(Given task A):
Answer these questions using the text on Nisbet Balfour:
(i) Which regiment did he join as ensign in 1761?
(ii) Which constituency did he represent after his election to Parliament in 1790?
(iii) In what year was he promoted to Major General?
(Given task B):
In the text on Nisbet Balfour, find the passage that begins with the words "He was born" and ends with "sitting until 1802.". Reproduce it word for word.

(Text section):
◇ ◇ ◇ ◇ ◇

General Nisbet Balfour (1743, Dunbog10 October 1823, Dunbog) was a British soldier in the American Revolutionary War and later a Scottish Member of Parliament (MP) in the British Parliament.

He was born in Dunbog, in the county of Fife, Scotland in 1743. Joining the 4th Regiment of Foot as ensign in 1761, he rose to become one of Cornwallis' most trusted officers during the American Revolution.  He fought and was severely injured in the Battle of Bunker Hill (Breed's Hill) and also participated in battles in Elizabethtown, Brandywine, and Germantown, and was made Lieutenant-Colonel (of the 23rd Regiment of Foot) in 1778. He accompanied Cornwallis to Charleston where he was sometimes commandant. He was promoted to Major General in 1793, Colonel of both the 93rd Foot (1793) (an earlier regiment than the Sutherland Highlanders raised in 1799) and the 39th Foot in 1794 and served in the war with France.

He was elected to Parliament in 1790 as the MP for Wigtown Burghs, sitting until 1796 and again in 1797 for Arundel, sitting until 1802.

He died in October 1823 in Dunbog, Scotland.

◇ ◇ ◇ ◇ ◇

(Given information):
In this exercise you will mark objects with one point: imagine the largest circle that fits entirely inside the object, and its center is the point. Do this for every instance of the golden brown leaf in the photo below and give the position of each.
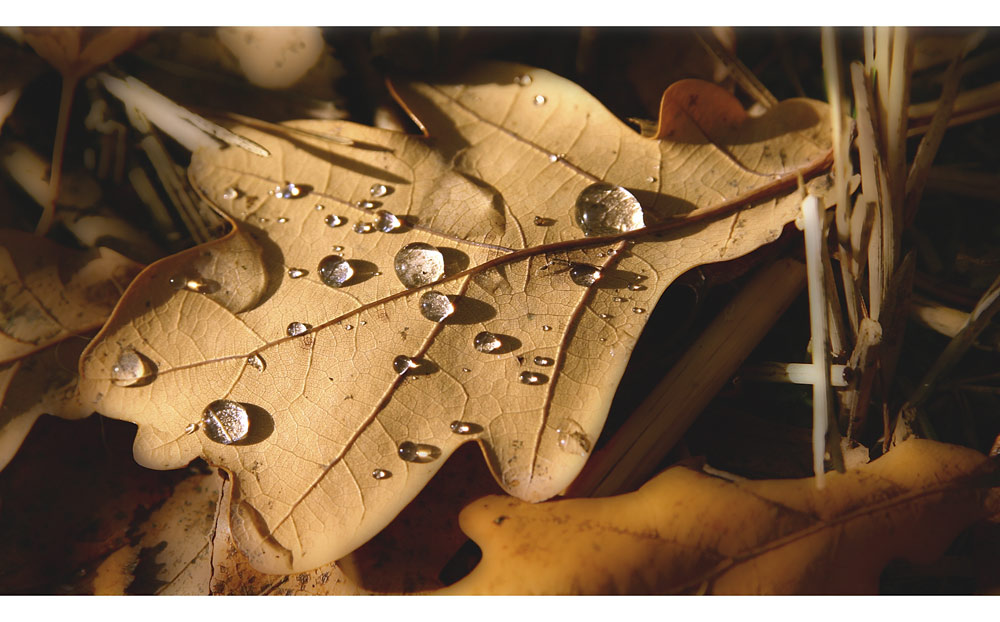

◇ ◇ ◇ ◇ ◇

(Right answer A):
(i) The 4th Regiment of Foot.
(ii) Wigtown Burghs.
(iii) 1793.

(Right answer B):
He was born in Dunbog, in the county of Fife, Scotland in 1743. Joining the 4th Regiment of Foot as ensign in 1761, he rose to become one of Cornwallis' most trusted officers during the American Revolution.  He fought and was severely injured in the Battle of Bunker Hill (Breed's Hill) and also participated in battles in Elizabethtown, Brandywine, and Germantown, and was made Lieutenant-Colonel (of the 23rd Regiment of Foot) in 1778. He accompanied Cornwallis to Charleston where he was sometimes commandant. He was promoted to Major General in 1793, Colonel of both the 93rd Foot (1793) (an earlier regiment than the Sutherland Highlanders raised in 1799) and the 39th Foot in 1794 and served in the war with France.

He was elected to Parliament in 1790 as the MP for Wigtown Burghs, sitting until 1796 and again in 1797 for Arundel, sitting until 1802.